**Extrait**
Cette affaire actuelle des "caricatures de Mahomet" n'est qu'un épisode dans l'histoire toujours recommencée de la liberté de la presse et, plus largement, de la liberté d'expression.
Cette liberté, déjà reconnue en France dès la "Déclaration des Droits de l'homme" (1789), a fait l'objet de la "Déclaration universelle des Droits de l'homme", stipulant (article 19) :
"Tout individu a droit à la liberté d'opinion et d'expression, ce qui implique le droit de ne pas être inquiété pour ses opinions et celui de chercher, de recevoir et de répandre, sans considérations de frontières, les informations et les idées par quelque moyen que ce soit".
Ce texte est clair et constitue un droit imprescriptible ne donnant lieu à aucune discussion. Malheureusement, il n'est pas reconnu ou il est oublié par un certain nombre de pays, notamment - mais pas seulement - par des pays musulmans plaçant le respect de (leur) Dieu au dessus de tout autre considération.

**Entrées de données enregistrées**
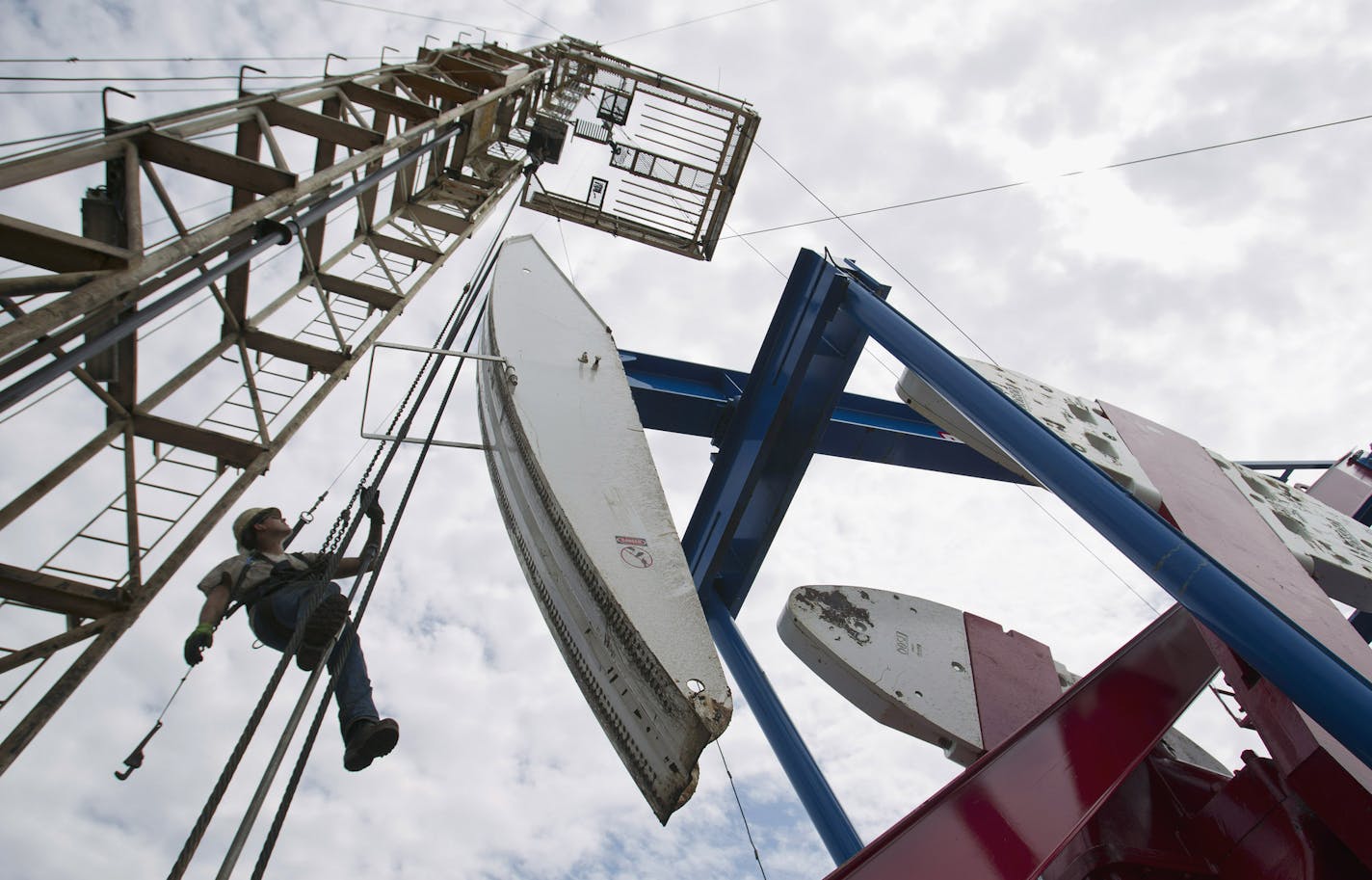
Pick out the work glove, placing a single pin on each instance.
(198, 641)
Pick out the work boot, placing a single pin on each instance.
(366, 740)
(320, 629)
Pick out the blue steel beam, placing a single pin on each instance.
(802, 368)
(809, 785)
(699, 400)
(766, 446)
(1309, 673)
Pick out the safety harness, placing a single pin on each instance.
(283, 574)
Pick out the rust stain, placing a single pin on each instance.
(838, 611)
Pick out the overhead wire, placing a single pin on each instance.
(740, 9)
(555, 28)
(741, 813)
(1064, 174)
(427, 18)
(178, 59)
(230, 77)
(869, 246)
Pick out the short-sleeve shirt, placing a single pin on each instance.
(259, 567)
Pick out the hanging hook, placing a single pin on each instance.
(104, 106)
(135, 758)
(242, 68)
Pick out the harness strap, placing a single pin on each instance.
(268, 586)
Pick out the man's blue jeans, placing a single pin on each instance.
(275, 620)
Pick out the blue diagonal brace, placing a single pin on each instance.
(802, 368)
(699, 400)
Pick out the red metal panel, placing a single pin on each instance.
(1213, 514)
(1013, 676)
(1013, 811)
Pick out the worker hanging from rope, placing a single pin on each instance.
(284, 592)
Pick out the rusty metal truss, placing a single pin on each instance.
(366, 184)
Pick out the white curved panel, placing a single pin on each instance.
(586, 514)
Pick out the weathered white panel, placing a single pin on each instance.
(589, 520)
(1077, 420)
(900, 659)
(1333, 548)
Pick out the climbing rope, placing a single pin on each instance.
(135, 758)
(202, 822)
(288, 795)
(340, 534)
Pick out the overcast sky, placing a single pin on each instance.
(1219, 293)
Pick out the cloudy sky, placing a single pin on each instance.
(1216, 293)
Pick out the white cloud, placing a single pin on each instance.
(1220, 294)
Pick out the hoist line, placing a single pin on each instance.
(230, 857)
(230, 766)
(449, 331)
(306, 747)
(447, 335)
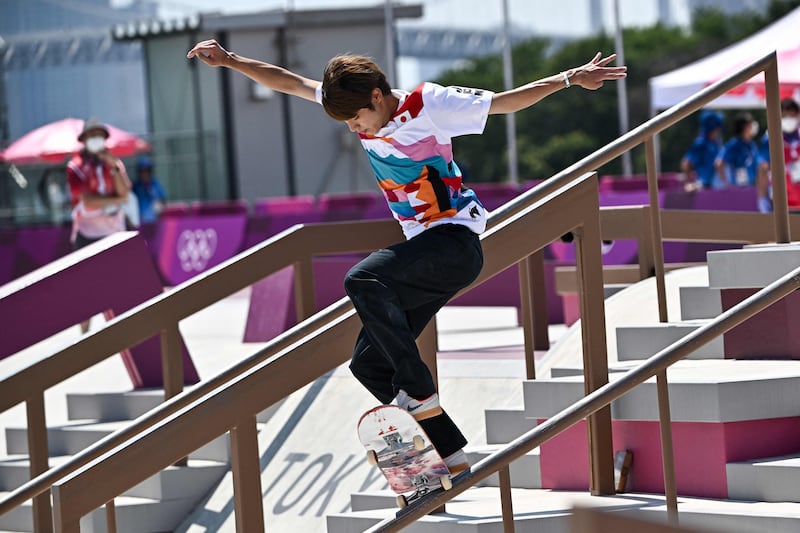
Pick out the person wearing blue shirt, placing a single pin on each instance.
(790, 125)
(148, 190)
(740, 162)
(697, 164)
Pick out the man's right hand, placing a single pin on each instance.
(209, 52)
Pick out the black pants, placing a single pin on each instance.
(396, 292)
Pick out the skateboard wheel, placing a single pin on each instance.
(446, 482)
(372, 457)
(401, 501)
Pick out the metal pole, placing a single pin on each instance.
(622, 90)
(388, 19)
(781, 206)
(508, 81)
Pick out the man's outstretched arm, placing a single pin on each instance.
(589, 76)
(276, 78)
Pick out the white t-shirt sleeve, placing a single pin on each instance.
(457, 110)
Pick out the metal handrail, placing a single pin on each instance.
(598, 399)
(647, 130)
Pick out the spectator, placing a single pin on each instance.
(98, 187)
(148, 190)
(740, 163)
(697, 164)
(790, 124)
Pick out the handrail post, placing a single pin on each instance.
(533, 307)
(662, 385)
(655, 229)
(304, 299)
(38, 455)
(644, 245)
(595, 356)
(246, 468)
(172, 361)
(779, 198)
(111, 516)
(172, 367)
(506, 503)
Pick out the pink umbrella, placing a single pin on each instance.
(53, 142)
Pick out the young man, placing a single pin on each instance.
(407, 136)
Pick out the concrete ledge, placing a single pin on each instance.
(752, 266)
(700, 391)
(641, 342)
(700, 303)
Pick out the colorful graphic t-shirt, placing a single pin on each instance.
(412, 157)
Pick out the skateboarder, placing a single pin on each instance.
(407, 137)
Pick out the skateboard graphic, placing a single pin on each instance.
(397, 444)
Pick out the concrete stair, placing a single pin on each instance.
(548, 511)
(736, 431)
(157, 504)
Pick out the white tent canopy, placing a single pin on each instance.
(783, 35)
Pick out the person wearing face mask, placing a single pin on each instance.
(790, 124)
(697, 164)
(740, 162)
(98, 187)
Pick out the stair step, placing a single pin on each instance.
(546, 511)
(505, 425)
(700, 391)
(190, 481)
(642, 341)
(133, 515)
(73, 437)
(110, 406)
(699, 302)
(774, 479)
(525, 472)
(753, 266)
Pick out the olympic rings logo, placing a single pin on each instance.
(195, 248)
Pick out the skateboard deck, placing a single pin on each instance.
(397, 444)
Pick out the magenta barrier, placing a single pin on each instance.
(110, 276)
(272, 307)
(771, 334)
(188, 244)
(700, 470)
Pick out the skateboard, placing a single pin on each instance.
(397, 444)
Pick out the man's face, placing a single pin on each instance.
(367, 121)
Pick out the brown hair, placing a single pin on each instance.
(347, 85)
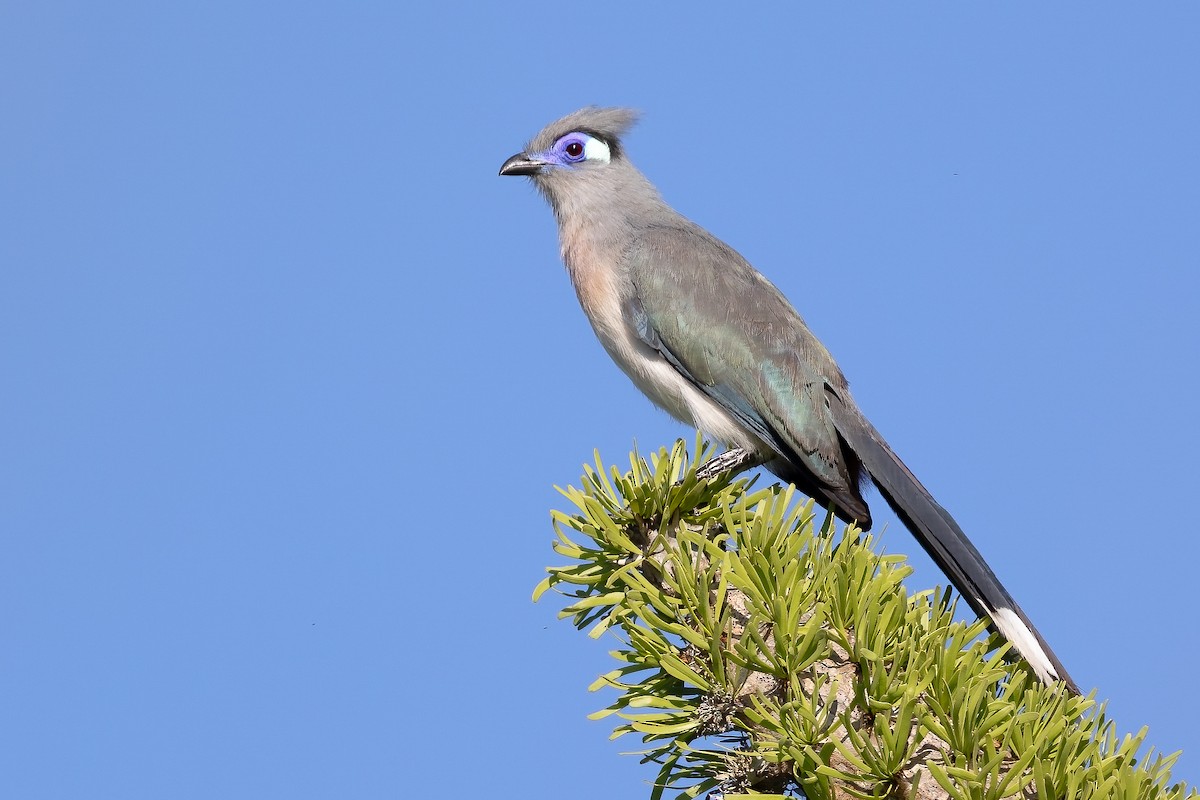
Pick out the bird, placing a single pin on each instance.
(708, 338)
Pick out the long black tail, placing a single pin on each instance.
(946, 543)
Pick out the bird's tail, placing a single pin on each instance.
(946, 543)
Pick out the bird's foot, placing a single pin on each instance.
(731, 461)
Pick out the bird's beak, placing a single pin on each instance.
(522, 164)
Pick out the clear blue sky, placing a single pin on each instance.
(289, 373)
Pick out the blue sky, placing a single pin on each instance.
(289, 373)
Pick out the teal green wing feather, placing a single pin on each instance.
(729, 331)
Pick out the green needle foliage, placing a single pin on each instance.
(766, 654)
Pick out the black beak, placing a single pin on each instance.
(521, 164)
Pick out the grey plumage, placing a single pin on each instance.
(709, 340)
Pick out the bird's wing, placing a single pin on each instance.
(729, 331)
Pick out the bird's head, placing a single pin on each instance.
(580, 144)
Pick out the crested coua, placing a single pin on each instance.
(709, 340)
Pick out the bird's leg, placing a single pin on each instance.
(731, 461)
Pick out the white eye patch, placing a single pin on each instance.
(597, 150)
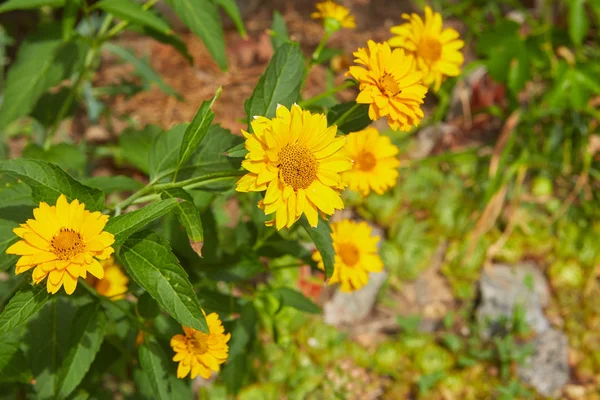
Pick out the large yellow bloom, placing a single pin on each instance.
(201, 353)
(333, 11)
(63, 243)
(390, 85)
(437, 50)
(375, 163)
(114, 283)
(296, 158)
(355, 255)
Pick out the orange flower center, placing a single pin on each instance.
(388, 85)
(349, 253)
(297, 165)
(67, 243)
(430, 49)
(365, 161)
(198, 344)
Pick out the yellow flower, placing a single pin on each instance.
(355, 254)
(375, 163)
(390, 85)
(437, 50)
(339, 15)
(63, 243)
(114, 283)
(201, 353)
(296, 158)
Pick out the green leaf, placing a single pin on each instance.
(87, 334)
(126, 225)
(135, 146)
(7, 238)
(154, 363)
(202, 17)
(133, 12)
(29, 4)
(295, 299)
(279, 31)
(188, 216)
(355, 117)
(70, 18)
(113, 184)
(150, 262)
(196, 131)
(280, 84)
(48, 182)
(143, 69)
(42, 62)
(579, 23)
(230, 7)
(13, 365)
(321, 236)
(23, 306)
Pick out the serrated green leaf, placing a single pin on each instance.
(230, 7)
(135, 146)
(188, 216)
(150, 262)
(42, 62)
(202, 17)
(126, 225)
(295, 299)
(355, 117)
(280, 84)
(579, 23)
(154, 363)
(23, 306)
(87, 334)
(196, 130)
(48, 182)
(321, 236)
(133, 12)
(29, 4)
(113, 184)
(279, 31)
(142, 68)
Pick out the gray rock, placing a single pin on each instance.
(547, 369)
(503, 288)
(347, 308)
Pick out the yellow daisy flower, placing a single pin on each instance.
(389, 83)
(355, 255)
(114, 283)
(296, 158)
(63, 243)
(338, 14)
(375, 163)
(199, 353)
(437, 50)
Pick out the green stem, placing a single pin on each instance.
(339, 88)
(342, 118)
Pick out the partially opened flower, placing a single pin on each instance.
(62, 242)
(355, 255)
(201, 353)
(114, 283)
(296, 158)
(375, 163)
(334, 16)
(436, 50)
(389, 83)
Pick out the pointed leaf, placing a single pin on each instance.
(280, 84)
(48, 182)
(126, 225)
(87, 334)
(150, 262)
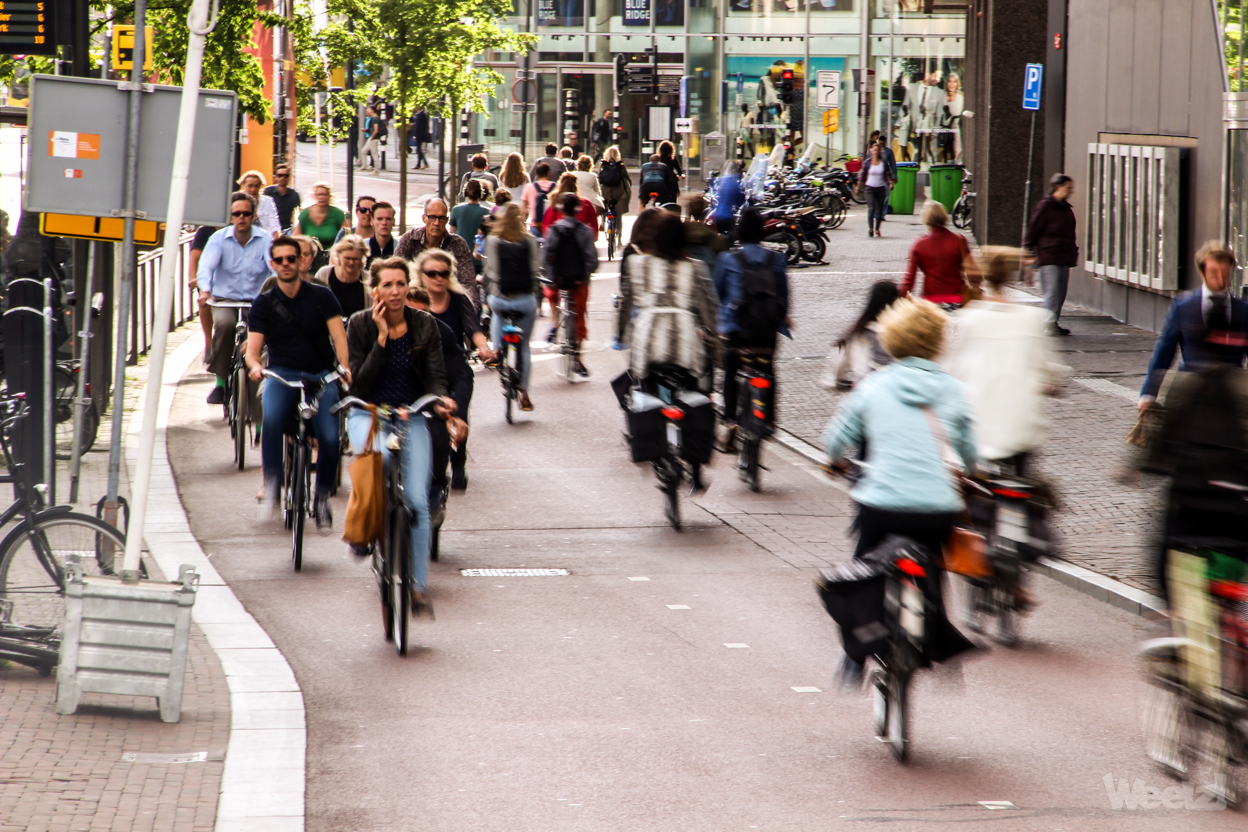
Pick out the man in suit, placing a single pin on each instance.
(1206, 326)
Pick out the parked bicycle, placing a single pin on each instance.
(296, 497)
(392, 555)
(35, 551)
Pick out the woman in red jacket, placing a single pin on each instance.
(942, 257)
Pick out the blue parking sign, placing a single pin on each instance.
(1032, 82)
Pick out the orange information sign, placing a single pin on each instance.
(111, 228)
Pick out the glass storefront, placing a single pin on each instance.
(725, 65)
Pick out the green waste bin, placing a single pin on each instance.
(902, 197)
(946, 183)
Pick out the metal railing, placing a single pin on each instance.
(142, 312)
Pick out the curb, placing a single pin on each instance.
(262, 785)
(1111, 591)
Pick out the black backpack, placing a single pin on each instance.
(565, 257)
(514, 276)
(759, 311)
(612, 174)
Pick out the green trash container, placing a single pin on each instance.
(946, 183)
(902, 197)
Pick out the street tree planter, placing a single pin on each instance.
(125, 638)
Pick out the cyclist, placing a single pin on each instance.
(513, 265)
(396, 358)
(914, 417)
(570, 260)
(449, 304)
(754, 304)
(232, 268)
(301, 323)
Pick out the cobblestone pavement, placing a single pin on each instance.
(1105, 524)
(69, 772)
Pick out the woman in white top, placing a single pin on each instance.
(1000, 352)
(266, 210)
(877, 180)
(587, 183)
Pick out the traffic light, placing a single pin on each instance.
(786, 86)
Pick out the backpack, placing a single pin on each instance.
(539, 203)
(514, 276)
(565, 257)
(759, 311)
(612, 174)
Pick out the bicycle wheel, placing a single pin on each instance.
(33, 560)
(298, 503)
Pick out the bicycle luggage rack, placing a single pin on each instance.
(127, 639)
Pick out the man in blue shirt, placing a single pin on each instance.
(232, 268)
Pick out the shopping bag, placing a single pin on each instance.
(366, 508)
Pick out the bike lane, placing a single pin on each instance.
(667, 680)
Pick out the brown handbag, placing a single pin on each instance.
(366, 508)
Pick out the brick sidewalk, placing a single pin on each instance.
(1103, 525)
(69, 772)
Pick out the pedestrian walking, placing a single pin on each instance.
(877, 181)
(433, 235)
(570, 260)
(587, 183)
(371, 150)
(942, 257)
(1051, 240)
(285, 197)
(1206, 327)
(322, 220)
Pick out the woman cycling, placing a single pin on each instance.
(396, 358)
(513, 268)
(915, 418)
(436, 273)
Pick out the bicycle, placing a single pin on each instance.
(508, 362)
(238, 392)
(296, 495)
(392, 556)
(612, 226)
(35, 551)
(755, 412)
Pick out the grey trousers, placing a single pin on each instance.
(1052, 281)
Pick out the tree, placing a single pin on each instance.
(429, 46)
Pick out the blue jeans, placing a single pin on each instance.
(417, 473)
(526, 307)
(280, 403)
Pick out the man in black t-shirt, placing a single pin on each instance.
(286, 197)
(301, 323)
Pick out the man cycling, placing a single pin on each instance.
(396, 358)
(232, 268)
(301, 323)
(754, 303)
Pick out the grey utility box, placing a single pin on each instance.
(127, 639)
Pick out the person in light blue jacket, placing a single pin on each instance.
(897, 412)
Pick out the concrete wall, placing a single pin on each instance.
(1146, 67)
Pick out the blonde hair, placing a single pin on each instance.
(437, 253)
(935, 215)
(247, 175)
(509, 223)
(912, 328)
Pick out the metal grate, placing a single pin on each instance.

**Consignes**
1. Dans tout ce qui va de « Ce texte est » jusqu'à « tout autre considération. » dans l'extrait sur la liberté d'expression, remplacez « imprescriptible » par « inaliénable », puis recopiez le tout.
2. Poursuivez l'extrait sur la liberté d'expression à partir de sa dernière phrase.

**Réponses**
1.
Ce texte est clair et constitue un droit inaliénable ne donnant lieu à aucune discussion. Malheureusement, il n'est pas reconnu ou il est oublié par un certain nombre de pays, notamment - mais pas seulement - par des pays musulmans plaçant le respect de (leur) Dieu au dessus de tout autre considération.

2.
Certes, la liberté d'expression, dans la mesure où elle peut apparaître comme un mise en cause des autorités en place ou des usages sociaux ou religieux, a toujours été la plus difficile à respecter : en France même, Flaubert est jugé en Correctionnelle pour l'immoralité de Madame Bovary (1857), et Zola est condamné à 1 an de prison + une amende pour son article "J'accuse" dans le journal L'Aurore (13 janvier 1898)... Et on peut aussi rappeler les mesures répressives du Régime de Vichy (1940-1944)... Mais cette fois, à l'instar d'affaires précédentes comme les "Versets sataniques" de Rushdie ou le film de Scorcese "La dernière tentation du Christ", il s'agit d'un problème international mettant en cause la liberté d'expression dans le monde et on peut donc s'interroger sur les conditions de son utilisation.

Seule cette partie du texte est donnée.